▸ **OBJECTIVE**:
Copy out everything in the material from the line containing "Thanks for the photo. Could you please mark the wooden" down to the end, with each line unchanged.

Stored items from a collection
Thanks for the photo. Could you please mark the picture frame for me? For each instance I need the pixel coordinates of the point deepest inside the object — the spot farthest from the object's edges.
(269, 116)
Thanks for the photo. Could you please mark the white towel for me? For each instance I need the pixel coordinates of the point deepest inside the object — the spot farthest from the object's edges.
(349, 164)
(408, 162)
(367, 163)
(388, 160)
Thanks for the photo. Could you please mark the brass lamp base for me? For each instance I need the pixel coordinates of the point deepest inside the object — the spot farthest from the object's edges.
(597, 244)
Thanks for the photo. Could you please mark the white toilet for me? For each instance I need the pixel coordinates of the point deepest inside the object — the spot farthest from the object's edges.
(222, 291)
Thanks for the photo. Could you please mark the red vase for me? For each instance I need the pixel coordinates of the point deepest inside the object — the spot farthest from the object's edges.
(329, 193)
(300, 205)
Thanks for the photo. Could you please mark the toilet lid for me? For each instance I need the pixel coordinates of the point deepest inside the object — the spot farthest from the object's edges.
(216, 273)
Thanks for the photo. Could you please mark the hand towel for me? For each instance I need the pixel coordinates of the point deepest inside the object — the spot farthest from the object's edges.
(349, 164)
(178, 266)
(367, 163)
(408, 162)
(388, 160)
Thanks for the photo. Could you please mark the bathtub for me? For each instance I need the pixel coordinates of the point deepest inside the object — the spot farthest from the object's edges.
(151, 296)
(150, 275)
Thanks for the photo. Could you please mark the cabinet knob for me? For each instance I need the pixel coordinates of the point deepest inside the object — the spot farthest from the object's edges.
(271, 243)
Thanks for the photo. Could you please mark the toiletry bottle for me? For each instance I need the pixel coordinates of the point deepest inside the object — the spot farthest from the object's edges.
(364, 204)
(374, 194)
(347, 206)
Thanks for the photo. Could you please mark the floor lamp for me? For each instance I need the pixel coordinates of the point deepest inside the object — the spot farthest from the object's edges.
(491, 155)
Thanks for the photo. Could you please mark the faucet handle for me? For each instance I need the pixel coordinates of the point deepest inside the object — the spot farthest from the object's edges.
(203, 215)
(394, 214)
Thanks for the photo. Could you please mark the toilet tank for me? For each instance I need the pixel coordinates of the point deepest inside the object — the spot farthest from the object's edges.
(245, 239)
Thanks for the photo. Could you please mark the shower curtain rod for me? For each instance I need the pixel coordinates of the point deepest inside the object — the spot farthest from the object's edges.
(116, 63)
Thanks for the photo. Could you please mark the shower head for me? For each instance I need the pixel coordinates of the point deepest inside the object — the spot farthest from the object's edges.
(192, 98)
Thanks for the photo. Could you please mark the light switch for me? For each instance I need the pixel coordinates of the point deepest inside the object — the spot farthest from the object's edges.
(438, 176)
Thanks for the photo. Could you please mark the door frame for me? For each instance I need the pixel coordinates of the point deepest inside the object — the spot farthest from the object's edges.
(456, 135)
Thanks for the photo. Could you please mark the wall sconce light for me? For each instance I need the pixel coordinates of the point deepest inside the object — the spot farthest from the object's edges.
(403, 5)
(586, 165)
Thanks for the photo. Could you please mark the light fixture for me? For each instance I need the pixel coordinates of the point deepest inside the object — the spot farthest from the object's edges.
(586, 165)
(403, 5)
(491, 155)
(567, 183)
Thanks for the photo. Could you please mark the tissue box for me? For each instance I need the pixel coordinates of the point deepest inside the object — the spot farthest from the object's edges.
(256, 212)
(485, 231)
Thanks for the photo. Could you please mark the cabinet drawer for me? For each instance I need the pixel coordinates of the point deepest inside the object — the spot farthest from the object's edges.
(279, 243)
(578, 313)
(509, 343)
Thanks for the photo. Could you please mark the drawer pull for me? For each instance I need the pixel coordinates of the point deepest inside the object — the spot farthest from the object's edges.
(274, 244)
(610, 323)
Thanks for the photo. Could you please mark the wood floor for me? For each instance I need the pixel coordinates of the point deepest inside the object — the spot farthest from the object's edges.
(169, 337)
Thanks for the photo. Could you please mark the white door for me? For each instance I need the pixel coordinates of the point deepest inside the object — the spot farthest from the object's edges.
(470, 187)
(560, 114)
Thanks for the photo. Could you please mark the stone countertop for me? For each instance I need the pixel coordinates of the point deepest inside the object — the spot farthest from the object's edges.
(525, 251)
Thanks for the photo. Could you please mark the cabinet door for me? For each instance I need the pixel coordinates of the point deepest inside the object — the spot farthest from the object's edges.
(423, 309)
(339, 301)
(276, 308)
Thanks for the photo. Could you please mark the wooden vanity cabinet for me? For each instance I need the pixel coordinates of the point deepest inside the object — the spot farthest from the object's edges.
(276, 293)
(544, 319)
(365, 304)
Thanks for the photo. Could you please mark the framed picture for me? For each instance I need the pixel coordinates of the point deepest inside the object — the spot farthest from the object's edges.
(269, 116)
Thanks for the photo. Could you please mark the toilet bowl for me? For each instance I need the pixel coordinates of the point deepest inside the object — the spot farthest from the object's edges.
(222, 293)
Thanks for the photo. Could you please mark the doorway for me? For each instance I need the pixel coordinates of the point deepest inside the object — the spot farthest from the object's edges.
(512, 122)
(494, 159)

▸ **EXERCISE SOLUTION**:
Thanks for the photo. Could you please mark the wooden vanity cabinet for me? For each instance I need the pixel coordinates of the point deepest inside the object — the spot farthest from the object's edges.
(276, 293)
(544, 319)
(365, 304)
Thanks for the photo. Could you please mark the framed picture for me? For each instance I need the pixel coordinates of the point deepest inside the object — the spot farthest from the object's edges.
(269, 116)
Thanks for the photo. Could you please mark the toilet bowl for me? For each instance I need the pixel coordinates of the point deepest inside the object — the spot farthest from the object's edges.
(222, 293)
Thanks for the photo. Could you please mark the doorway for me? For each instance I need the pixel coordinates of the point deepest inside the object — the spot farthest from the object's edges.
(512, 122)
(494, 159)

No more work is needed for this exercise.